-- START Records for this task --

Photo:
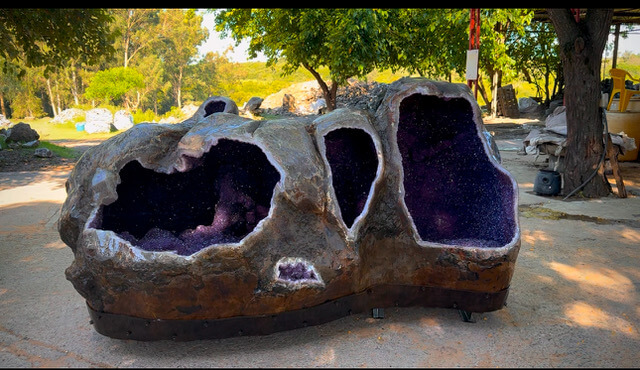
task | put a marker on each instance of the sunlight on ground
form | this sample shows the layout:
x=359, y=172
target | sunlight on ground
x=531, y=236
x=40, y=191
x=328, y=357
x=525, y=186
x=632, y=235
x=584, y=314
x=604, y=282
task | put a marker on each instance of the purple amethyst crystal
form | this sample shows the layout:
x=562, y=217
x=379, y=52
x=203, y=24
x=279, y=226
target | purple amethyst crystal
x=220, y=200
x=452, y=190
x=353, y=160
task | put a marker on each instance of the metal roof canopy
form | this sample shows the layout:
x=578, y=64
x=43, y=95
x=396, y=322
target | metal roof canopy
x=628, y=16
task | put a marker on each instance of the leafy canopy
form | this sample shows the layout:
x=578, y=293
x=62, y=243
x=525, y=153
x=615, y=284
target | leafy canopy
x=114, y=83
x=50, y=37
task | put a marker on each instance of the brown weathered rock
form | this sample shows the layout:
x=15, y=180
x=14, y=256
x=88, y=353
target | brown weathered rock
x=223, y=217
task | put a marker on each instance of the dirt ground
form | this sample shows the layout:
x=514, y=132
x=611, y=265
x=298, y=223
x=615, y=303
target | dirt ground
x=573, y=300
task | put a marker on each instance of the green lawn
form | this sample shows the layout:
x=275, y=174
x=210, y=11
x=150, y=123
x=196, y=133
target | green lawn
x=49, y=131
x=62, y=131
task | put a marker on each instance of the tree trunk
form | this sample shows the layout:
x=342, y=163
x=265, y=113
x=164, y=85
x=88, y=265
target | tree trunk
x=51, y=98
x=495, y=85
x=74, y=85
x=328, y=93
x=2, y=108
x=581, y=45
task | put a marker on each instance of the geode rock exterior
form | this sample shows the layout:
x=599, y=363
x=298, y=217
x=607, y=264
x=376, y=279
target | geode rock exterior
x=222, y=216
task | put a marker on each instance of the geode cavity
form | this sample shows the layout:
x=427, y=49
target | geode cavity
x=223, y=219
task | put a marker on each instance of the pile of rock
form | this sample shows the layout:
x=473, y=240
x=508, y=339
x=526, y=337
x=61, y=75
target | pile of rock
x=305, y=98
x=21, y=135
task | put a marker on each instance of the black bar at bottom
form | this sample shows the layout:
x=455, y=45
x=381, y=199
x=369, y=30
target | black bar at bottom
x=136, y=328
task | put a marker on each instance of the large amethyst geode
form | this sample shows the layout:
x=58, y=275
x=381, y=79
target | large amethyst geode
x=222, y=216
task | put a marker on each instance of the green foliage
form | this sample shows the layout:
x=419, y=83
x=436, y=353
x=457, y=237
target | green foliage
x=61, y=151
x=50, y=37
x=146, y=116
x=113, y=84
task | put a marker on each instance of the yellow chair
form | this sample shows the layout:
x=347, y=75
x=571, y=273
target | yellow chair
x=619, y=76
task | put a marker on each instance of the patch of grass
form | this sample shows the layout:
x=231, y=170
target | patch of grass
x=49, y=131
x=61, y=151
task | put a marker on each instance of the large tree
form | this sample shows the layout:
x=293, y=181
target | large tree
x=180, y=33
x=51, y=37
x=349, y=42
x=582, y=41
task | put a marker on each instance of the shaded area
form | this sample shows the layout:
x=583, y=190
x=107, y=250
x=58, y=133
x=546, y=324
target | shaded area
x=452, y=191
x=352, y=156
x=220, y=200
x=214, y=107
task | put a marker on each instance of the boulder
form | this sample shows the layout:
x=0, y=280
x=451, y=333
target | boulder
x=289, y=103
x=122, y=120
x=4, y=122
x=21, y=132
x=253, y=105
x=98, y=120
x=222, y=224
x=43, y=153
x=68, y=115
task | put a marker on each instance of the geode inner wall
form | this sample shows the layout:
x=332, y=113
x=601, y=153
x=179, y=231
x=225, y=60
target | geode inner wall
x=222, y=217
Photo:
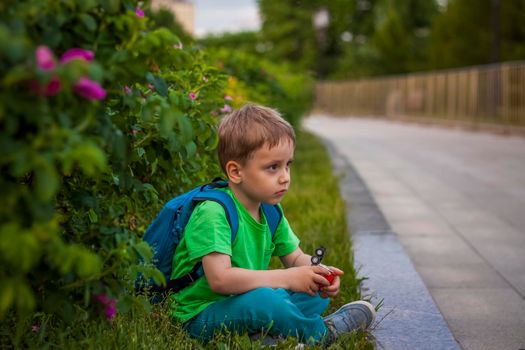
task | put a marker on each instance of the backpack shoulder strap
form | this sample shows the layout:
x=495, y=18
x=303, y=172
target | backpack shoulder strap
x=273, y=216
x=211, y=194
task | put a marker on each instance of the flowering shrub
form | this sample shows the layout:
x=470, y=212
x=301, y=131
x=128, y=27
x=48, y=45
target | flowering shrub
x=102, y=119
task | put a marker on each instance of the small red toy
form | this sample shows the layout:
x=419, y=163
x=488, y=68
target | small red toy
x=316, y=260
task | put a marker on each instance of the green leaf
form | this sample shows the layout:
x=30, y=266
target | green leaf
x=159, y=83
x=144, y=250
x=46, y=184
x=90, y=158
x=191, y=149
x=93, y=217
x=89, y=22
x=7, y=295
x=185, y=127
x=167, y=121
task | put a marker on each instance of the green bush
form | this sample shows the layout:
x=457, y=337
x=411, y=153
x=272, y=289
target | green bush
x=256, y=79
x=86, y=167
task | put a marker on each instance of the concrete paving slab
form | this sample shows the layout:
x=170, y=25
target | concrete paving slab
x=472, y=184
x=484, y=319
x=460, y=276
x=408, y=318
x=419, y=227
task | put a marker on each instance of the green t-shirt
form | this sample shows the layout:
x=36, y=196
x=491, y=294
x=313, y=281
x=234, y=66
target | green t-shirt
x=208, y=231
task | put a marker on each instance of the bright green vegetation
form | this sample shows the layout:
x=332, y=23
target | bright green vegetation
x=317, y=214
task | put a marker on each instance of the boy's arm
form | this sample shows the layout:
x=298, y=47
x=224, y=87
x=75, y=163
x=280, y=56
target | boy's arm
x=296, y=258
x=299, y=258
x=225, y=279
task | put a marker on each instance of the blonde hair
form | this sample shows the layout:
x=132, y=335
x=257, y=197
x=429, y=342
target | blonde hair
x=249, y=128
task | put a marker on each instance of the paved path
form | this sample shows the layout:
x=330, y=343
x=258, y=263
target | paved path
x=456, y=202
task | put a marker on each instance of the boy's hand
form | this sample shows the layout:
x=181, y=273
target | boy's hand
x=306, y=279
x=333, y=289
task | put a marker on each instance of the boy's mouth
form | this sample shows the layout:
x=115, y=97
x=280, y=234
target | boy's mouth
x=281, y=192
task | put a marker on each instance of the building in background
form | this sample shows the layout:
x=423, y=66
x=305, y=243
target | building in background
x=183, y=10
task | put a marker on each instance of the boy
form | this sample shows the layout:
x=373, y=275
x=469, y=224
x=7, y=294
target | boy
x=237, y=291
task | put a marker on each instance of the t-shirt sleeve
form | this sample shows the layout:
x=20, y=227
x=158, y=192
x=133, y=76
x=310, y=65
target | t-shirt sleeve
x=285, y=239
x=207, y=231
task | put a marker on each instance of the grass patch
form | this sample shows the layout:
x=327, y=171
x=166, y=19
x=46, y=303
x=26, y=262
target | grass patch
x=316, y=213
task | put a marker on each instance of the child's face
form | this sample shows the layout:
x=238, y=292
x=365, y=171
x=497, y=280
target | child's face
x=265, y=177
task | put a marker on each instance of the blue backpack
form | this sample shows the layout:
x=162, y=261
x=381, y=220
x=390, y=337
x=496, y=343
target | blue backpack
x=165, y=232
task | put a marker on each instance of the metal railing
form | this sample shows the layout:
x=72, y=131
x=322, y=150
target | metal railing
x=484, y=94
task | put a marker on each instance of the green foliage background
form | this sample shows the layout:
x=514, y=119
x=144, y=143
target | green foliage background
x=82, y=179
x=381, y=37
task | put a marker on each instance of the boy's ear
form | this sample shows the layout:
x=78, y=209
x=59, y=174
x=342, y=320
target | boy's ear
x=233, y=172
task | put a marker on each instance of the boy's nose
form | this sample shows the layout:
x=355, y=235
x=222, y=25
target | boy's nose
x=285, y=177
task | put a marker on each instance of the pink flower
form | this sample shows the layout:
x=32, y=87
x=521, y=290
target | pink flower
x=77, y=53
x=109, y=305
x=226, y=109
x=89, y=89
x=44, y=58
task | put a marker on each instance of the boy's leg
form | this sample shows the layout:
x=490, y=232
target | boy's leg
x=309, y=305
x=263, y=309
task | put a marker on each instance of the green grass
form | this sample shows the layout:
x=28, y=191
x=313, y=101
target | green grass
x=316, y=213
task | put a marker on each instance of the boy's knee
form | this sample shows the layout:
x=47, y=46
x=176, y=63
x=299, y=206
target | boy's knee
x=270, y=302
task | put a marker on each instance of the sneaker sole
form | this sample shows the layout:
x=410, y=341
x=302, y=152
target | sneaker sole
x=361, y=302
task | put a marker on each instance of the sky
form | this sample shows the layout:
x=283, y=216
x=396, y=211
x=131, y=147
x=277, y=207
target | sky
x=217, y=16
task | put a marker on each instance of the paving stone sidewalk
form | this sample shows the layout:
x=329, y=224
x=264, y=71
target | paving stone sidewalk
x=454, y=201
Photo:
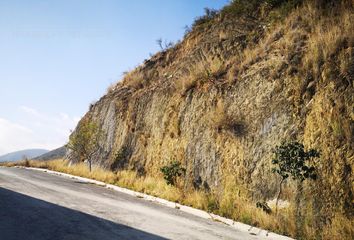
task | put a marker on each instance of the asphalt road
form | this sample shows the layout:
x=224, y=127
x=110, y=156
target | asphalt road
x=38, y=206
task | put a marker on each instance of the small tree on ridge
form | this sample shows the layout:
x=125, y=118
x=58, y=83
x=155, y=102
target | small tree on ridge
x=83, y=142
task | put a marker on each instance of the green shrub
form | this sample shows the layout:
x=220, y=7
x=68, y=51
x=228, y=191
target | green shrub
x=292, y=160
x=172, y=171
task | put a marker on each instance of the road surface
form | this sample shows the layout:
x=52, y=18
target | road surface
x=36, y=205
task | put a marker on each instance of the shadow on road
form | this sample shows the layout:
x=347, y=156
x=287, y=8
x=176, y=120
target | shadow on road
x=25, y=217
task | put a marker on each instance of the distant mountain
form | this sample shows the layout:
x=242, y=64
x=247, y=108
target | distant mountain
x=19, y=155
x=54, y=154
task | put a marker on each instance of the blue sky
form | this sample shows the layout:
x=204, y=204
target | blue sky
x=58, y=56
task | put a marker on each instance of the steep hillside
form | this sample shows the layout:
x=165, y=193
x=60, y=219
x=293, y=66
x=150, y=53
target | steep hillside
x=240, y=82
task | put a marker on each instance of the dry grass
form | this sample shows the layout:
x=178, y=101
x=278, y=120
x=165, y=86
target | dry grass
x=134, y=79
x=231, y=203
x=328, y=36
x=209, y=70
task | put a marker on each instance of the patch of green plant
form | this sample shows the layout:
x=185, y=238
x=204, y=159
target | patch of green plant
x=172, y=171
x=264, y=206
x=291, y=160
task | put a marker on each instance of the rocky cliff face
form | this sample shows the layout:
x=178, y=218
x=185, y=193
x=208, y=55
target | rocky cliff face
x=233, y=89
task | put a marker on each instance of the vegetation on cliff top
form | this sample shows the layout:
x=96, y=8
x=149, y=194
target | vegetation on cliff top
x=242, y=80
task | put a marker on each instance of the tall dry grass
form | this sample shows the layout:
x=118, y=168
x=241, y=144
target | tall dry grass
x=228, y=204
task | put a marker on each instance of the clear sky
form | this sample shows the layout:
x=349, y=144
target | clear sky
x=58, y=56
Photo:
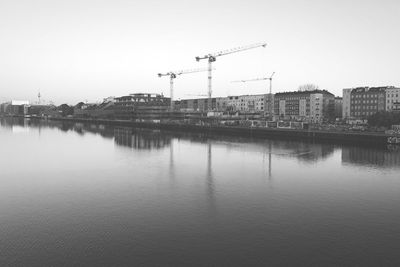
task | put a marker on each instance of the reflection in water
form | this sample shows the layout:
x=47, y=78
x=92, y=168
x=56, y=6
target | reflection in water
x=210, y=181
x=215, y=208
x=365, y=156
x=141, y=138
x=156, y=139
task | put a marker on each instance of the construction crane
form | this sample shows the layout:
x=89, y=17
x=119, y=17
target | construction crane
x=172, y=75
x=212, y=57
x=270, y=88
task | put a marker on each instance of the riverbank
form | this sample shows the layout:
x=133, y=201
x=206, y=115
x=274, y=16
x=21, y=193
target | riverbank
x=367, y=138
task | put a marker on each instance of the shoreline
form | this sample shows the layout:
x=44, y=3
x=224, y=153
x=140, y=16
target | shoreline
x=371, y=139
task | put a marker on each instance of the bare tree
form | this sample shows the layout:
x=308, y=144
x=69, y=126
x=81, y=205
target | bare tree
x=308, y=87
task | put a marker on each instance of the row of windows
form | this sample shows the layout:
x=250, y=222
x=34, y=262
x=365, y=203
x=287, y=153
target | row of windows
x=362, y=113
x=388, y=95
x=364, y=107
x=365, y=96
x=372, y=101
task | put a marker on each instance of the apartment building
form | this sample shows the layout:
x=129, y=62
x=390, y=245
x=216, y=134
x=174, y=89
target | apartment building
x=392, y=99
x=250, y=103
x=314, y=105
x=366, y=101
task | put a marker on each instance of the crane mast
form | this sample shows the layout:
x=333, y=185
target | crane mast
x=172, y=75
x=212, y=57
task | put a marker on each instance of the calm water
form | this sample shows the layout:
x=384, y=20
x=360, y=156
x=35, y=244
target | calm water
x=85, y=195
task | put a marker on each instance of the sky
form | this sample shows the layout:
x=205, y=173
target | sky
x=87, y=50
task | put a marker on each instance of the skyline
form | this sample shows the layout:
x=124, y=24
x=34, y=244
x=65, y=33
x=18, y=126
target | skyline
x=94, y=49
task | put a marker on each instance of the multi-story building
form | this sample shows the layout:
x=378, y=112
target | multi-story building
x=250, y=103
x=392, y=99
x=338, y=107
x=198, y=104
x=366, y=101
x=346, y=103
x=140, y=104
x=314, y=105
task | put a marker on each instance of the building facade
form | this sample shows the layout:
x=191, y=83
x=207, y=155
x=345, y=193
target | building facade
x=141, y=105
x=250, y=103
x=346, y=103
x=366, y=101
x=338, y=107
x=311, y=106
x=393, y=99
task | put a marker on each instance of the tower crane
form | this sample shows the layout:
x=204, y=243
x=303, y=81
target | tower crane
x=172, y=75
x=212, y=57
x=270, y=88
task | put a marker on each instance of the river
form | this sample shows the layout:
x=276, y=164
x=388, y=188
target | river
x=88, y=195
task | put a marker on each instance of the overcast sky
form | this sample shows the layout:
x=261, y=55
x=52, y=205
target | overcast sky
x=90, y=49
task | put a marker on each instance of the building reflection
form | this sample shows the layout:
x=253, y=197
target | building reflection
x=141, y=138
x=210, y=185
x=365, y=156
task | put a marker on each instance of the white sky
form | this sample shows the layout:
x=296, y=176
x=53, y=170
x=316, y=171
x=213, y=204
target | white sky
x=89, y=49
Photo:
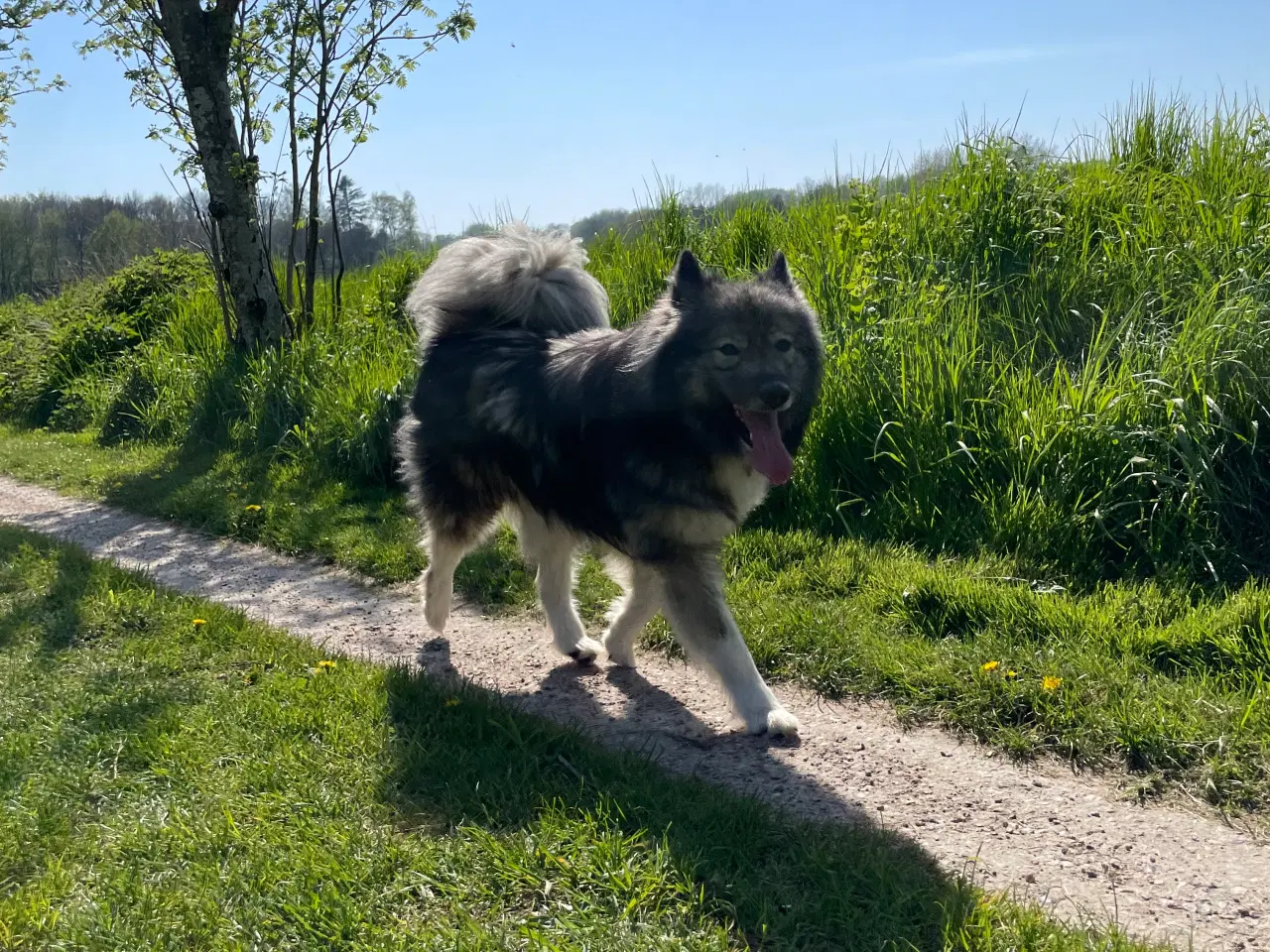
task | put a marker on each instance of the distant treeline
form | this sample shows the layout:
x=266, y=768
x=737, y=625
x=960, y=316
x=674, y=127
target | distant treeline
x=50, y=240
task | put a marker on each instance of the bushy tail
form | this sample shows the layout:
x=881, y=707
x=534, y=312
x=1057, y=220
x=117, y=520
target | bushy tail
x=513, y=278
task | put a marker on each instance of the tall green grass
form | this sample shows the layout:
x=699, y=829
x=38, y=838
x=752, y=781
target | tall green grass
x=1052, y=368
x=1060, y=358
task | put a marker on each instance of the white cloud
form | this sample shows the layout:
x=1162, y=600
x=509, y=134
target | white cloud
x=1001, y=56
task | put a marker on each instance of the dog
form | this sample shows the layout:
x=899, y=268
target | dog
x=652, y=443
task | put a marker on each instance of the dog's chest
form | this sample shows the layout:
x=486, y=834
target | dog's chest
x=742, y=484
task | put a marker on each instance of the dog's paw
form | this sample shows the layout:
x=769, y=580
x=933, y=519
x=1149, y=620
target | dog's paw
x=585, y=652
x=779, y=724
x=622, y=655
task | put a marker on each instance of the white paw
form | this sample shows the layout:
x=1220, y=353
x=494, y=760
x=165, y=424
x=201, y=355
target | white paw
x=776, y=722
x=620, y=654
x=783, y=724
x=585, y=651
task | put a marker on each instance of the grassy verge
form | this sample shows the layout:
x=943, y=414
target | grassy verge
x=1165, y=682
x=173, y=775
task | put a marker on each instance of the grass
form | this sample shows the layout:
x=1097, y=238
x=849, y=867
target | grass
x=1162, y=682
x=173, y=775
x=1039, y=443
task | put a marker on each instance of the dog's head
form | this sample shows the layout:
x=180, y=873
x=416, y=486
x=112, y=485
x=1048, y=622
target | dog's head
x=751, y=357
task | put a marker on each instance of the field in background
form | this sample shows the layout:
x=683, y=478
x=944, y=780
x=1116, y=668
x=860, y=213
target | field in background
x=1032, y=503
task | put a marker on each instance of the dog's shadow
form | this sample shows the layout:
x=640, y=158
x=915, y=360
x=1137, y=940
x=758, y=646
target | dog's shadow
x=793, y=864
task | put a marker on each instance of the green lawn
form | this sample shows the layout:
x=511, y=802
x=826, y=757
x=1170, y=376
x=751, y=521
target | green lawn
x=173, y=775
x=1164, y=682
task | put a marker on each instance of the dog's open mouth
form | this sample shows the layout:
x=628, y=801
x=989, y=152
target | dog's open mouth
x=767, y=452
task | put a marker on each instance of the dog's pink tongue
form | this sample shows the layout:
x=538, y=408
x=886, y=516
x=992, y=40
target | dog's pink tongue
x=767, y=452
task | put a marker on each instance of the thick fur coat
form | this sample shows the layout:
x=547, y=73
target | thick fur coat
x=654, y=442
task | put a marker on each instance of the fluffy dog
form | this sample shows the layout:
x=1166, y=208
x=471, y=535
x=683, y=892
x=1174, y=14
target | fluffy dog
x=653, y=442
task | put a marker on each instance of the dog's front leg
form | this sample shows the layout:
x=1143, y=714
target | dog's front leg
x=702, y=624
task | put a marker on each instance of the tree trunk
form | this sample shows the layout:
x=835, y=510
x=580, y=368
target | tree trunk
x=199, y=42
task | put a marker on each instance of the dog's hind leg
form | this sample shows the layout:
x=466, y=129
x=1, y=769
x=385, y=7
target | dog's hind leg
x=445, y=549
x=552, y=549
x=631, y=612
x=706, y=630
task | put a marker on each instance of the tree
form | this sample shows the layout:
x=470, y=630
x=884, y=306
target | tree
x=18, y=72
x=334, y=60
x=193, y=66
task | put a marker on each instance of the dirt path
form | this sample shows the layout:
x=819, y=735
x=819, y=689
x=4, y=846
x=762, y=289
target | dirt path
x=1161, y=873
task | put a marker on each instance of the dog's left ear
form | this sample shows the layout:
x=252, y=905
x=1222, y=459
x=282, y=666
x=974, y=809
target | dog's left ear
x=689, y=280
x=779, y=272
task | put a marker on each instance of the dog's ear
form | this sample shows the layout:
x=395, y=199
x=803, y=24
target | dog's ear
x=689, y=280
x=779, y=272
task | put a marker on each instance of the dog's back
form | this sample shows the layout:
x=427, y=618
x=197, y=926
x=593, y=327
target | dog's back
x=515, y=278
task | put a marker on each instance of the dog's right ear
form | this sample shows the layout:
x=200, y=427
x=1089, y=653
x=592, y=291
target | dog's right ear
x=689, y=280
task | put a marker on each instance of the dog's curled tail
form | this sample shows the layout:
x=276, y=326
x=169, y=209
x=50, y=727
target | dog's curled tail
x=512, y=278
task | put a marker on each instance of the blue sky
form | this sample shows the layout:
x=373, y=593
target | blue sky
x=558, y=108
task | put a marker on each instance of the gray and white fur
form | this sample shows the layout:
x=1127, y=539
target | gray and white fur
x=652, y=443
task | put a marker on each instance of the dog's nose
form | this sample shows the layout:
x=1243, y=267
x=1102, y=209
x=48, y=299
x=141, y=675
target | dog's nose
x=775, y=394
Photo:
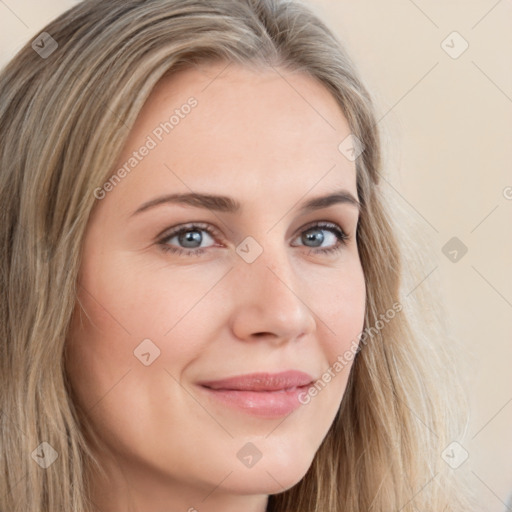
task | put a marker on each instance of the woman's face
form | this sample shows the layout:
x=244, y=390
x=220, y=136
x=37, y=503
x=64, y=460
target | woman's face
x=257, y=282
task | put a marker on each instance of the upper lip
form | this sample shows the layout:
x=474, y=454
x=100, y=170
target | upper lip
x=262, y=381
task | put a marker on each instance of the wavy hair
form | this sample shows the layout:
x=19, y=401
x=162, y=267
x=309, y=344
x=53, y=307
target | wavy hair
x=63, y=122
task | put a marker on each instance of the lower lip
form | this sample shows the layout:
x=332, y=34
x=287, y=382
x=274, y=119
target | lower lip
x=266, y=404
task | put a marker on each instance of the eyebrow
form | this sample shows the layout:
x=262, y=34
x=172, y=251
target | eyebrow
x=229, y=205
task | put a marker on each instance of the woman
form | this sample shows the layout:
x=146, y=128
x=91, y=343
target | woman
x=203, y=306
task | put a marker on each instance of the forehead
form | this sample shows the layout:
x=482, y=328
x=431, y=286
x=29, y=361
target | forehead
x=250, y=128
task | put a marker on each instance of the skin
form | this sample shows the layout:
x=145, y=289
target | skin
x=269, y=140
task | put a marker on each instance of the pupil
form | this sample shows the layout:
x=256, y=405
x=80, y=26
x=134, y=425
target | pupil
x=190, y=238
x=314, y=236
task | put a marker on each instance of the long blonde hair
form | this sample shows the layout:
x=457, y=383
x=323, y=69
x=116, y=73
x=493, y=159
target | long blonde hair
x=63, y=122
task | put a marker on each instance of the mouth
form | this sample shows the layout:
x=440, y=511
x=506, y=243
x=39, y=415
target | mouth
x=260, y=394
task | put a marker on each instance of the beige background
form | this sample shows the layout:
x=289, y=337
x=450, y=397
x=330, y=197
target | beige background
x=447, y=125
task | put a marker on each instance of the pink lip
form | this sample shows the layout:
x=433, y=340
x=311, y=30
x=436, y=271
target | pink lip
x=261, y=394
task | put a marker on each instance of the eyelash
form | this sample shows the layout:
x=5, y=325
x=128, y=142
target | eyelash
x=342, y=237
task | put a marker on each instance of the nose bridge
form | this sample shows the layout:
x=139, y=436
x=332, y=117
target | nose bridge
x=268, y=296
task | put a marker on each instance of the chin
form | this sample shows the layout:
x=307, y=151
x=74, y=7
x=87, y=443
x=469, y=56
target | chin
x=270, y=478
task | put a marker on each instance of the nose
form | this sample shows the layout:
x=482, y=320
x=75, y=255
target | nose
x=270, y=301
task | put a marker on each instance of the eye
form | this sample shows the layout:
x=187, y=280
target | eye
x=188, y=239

-- END Records for this task --

- **Task details**
Reproduce only the rows from the line with "the boy's mouth" up to and including the line with "x=484, y=94", substituting "red backpack" for every "blue backpack" and leaving everything else unchanged.

- **Output below**
task | put a marker on each instance of the boy's mouth
form | this sample shows the layout:
x=115, y=97
x=280, y=234
target | boy's mouth
x=281, y=192
task | put a marker on each instance of the building in background
form | this sample shows the layout:
x=423, y=66
x=305, y=243
target | building in background
x=183, y=10
task | put a marker on each instance of the boy
form | this sample shows the layout:
x=373, y=275
x=469, y=224
x=7, y=294
target | boy
x=237, y=291
task | put a marker on each instance of the t-shirt sleeve
form | this sample shows the layout:
x=20, y=227
x=158, y=192
x=133, y=76
x=310, y=65
target | t-shirt sleeve
x=285, y=239
x=207, y=231
task | put a marker on each instance of the grass patch
form | this sample shows the layout:
x=327, y=171
x=166, y=19
x=46, y=303
x=26, y=262
target | grass patch
x=316, y=213
task | put a marker on each instance of the child's face
form | this sample shows the layout:
x=238, y=292
x=365, y=171
x=497, y=280
target | child's face
x=265, y=177
task | put a marker on each instance of the red backpack
form | this sample shows the layout:
x=162, y=261
x=381, y=220
x=390, y=337
x=496, y=343
target | red backpack
x=165, y=232
task | put a marker on each instance of the metal railing
form | this sample shows the layout:
x=72, y=131
x=322, y=150
target | metal railing
x=484, y=94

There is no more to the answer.